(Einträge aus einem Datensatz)
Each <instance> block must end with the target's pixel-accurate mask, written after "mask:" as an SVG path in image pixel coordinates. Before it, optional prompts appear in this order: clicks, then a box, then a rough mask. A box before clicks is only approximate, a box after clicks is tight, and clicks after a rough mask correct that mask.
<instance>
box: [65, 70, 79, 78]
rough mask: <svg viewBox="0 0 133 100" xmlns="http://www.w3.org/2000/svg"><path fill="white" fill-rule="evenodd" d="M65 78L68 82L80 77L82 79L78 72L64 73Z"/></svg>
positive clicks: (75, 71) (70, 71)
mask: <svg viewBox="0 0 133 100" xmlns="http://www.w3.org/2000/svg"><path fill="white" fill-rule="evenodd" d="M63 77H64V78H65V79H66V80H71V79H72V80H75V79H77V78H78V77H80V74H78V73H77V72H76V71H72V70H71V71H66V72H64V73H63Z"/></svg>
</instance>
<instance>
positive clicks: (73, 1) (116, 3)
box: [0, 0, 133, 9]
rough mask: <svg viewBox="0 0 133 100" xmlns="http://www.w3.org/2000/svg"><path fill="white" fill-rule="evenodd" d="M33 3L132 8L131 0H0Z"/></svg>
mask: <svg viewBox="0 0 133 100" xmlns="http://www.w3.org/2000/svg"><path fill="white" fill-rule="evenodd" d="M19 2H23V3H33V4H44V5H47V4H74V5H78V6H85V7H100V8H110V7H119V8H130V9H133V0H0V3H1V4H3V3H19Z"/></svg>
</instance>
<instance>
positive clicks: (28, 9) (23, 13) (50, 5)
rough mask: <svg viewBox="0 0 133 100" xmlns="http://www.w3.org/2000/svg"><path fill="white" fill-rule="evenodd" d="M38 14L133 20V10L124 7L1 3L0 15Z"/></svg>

* * *

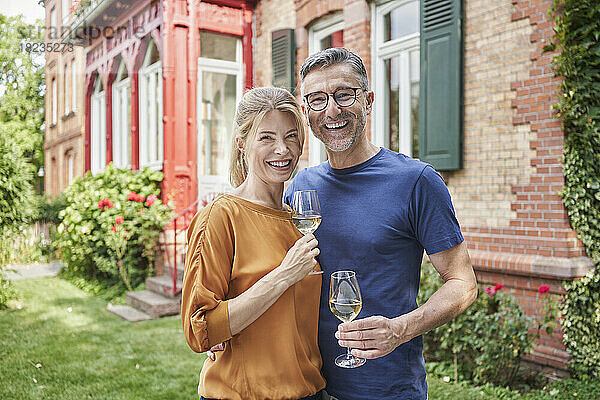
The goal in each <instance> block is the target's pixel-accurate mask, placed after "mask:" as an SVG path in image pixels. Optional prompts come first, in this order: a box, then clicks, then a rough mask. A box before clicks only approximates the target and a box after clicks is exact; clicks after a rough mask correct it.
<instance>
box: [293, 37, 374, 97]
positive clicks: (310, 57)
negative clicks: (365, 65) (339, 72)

● AUFGABE
Schreibe die Zeilen ab der Zeile mit „Each <instance> block must“ bis einschließlich der Zeile mit „78L68 82L80 77L82“ neu und ersetze darin „rough mask“ durch „coarse mask“. Alles andere bleibt unverändert.

● DEINE LÖSUNG
Each <instance> block must end with the target's pixel-accurate mask, written after "mask:" as an SVG path in image pixel coordinates. Before it, optional prompts appear in this order: clicks, then a box, then a coarse mask. A box before clicks is only approximate, a box after clicks is tight, and clicks after a coarse mask correct that mask.
<instance>
box: [65, 70, 79, 78]
coarse mask: <svg viewBox="0 0 133 100" xmlns="http://www.w3.org/2000/svg"><path fill="white" fill-rule="evenodd" d="M65 78L68 82L80 77L82 79L78 72L64 73Z"/></svg>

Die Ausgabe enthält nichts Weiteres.